» **EXCERPTED TEXT**
(begin)
So, before you draw conclusions, let us understand how this newest internet trend is worth the hype, and most importantly, how it challenges the archaic work standards.
1. Ditching the traditional workplace expectations
The first thing that this trend challenges is a high-pressure workplace or the traditional norms of a corporate workplace. With a significant change in perception towards work, employees are fast replacing the ‘pick me first’ response with a ‘Let me see if I can prioritise this’ statement. However, this doesn’t make them incapable to thrive in a competitive workspace, but only sets a precedent for a more balanced approach to work. Learning to prioritising is one of the most critical skills that employers look for today, which makes it critical for people to challenge the archaic workplace expectations.
2. Debunking the idea of sticking to one career for a lifetime
The Lazy Girl Era is beyond sustaining a work-life balance. As the influencer captioned, “You don’t need to stay at one career track and one company to learn and grow your career. We get to be multi-faceted people where our own success can look unique to us.”
Clearly, the world we’re operating in is constantly changing and it is not only about shifting companies but also shifting your career choices along the way. For instance, a finance professional might develop a liking for writing content at any time in his career, but his financial growth might be restricted due to a lack of experience. Such ideas need to be embraced and encouraged by employers and companies worldwide. Learning to be dynamic is one of the most important skills that must be valued by everyone in current times.
3. Prioritising smarter/more efficient ways of working
In contrast to the term ‘Antiwork discourse’, the premise of this trend is not at all asking people to stop working, but instead encouraging the audience to adopt smarter/more efficient ways of doing a job. Learning to be fast but efficient is once again a critical personal skill that people need to work on which not only makes them better at what they do but also allows them the space to become more creative and empowered to take on new roles and challenges.
4. Is the organisation a good fit for you?
While job interviews are mostly employee focused, it is important to note that employees will be spending a major chunk of their day at a workplace which makes it equally critical for them to ask questions. So, if you want to land your next ‘Lazy girl job’, try asking questions like, how the company manages risks, measures performance, or categorises high-performers. The culture of a company has become indispensable to the employees’ personal and professional growth which makes it crucial for candidates to make it an interview standard. A reciprocating interview will only help you understand the organisational dynamics better.
(end)
» **PROBLEM DESCRIPTION**
Print the portion of the workplace-trend article starting with "3. Prioritising smarter/more" and going on through "fit for you?". The items after this point come from a different source than the workplace-trend article.

» **RECORD SET**
(begin)
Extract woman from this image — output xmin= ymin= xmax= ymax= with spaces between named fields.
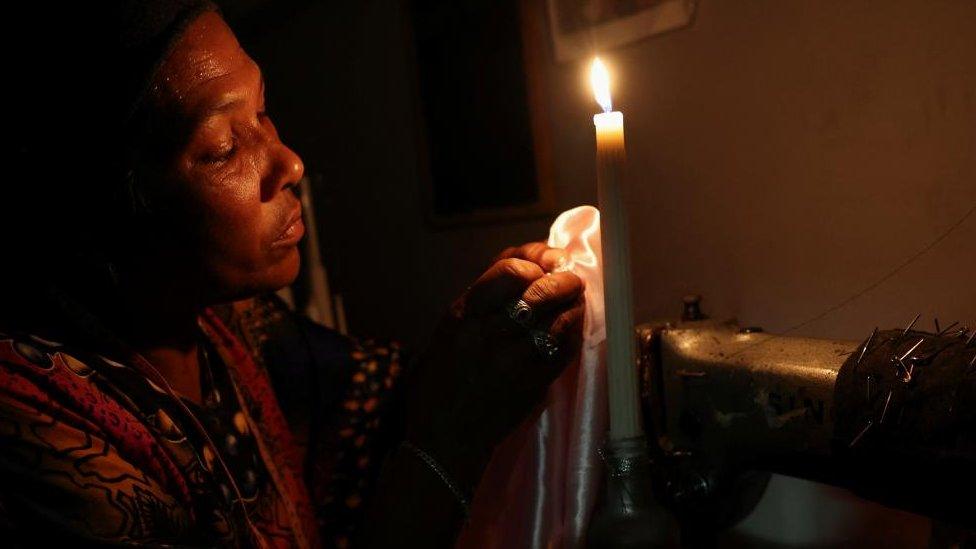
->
xmin=0 ymin=0 xmax=582 ymax=547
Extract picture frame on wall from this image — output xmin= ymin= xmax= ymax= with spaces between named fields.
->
xmin=409 ymin=0 xmax=555 ymax=228
xmin=546 ymin=0 xmax=697 ymax=62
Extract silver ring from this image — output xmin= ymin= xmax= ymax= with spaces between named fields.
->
xmin=508 ymin=299 xmax=535 ymax=328
xmin=531 ymin=330 xmax=559 ymax=360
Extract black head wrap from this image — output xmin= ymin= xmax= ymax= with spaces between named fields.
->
xmin=119 ymin=0 xmax=218 ymax=128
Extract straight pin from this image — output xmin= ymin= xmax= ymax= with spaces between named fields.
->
xmin=854 ymin=326 xmax=878 ymax=366
xmin=937 ymin=320 xmax=959 ymax=335
xmin=896 ymin=358 xmax=912 ymax=383
xmin=848 ymin=419 xmax=874 ymax=448
xmin=901 ymin=313 xmax=922 ymax=337
xmin=878 ymin=391 xmax=893 ymax=423
xmin=898 ymin=337 xmax=925 ymax=360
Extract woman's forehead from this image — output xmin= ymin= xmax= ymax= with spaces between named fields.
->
xmin=149 ymin=13 xmax=255 ymax=114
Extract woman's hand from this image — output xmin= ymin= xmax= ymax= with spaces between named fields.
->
xmin=407 ymin=242 xmax=584 ymax=489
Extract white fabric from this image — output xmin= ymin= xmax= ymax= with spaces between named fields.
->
xmin=458 ymin=206 xmax=607 ymax=549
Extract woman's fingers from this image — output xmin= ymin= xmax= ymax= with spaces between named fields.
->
xmin=522 ymin=272 xmax=583 ymax=316
xmin=464 ymin=258 xmax=549 ymax=315
xmin=495 ymin=242 xmax=569 ymax=273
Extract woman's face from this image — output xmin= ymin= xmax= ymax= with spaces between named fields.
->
xmin=146 ymin=13 xmax=305 ymax=301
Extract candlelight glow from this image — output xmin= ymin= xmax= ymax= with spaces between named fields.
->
xmin=590 ymin=57 xmax=613 ymax=112
xmin=549 ymin=206 xmax=600 ymax=271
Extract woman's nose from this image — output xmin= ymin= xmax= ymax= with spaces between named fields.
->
xmin=262 ymin=139 xmax=305 ymax=201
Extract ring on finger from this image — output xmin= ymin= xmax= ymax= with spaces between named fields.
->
xmin=508 ymin=299 xmax=535 ymax=328
xmin=530 ymin=330 xmax=559 ymax=361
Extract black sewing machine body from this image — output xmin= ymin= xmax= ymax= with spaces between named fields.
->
xmin=637 ymin=302 xmax=976 ymax=536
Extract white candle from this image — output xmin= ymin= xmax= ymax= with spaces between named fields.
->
xmin=590 ymin=59 xmax=643 ymax=440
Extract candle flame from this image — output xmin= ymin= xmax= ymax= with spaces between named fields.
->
xmin=590 ymin=57 xmax=613 ymax=112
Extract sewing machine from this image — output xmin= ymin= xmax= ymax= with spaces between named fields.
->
xmin=637 ymin=297 xmax=976 ymax=541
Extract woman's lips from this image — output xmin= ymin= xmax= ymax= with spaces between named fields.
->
xmin=271 ymin=207 xmax=305 ymax=248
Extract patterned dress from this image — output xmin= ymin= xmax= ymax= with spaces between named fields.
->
xmin=0 ymin=298 xmax=401 ymax=547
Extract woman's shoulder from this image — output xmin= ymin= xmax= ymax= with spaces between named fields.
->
xmin=0 ymin=333 xmax=190 ymax=543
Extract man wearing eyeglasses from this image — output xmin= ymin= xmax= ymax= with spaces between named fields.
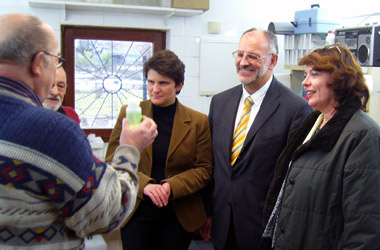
(end)
» **TASK RESULT**
3. Prioritising smarter/more efficient ways of working
In contrast to the term ‘Antiwork discourse’, the premise of this trend is not at all asking people to stop working, but instead encouraging the audience to adopt smarter/more efficient ways of doing a job. Learning to be fast but efficient is once again a critical personal skill that people need to work on which not only makes them better at what they do but also allows them the space to become more creative and empowered to take on new roles and challenges.
4. Is the organisation a good fit for you?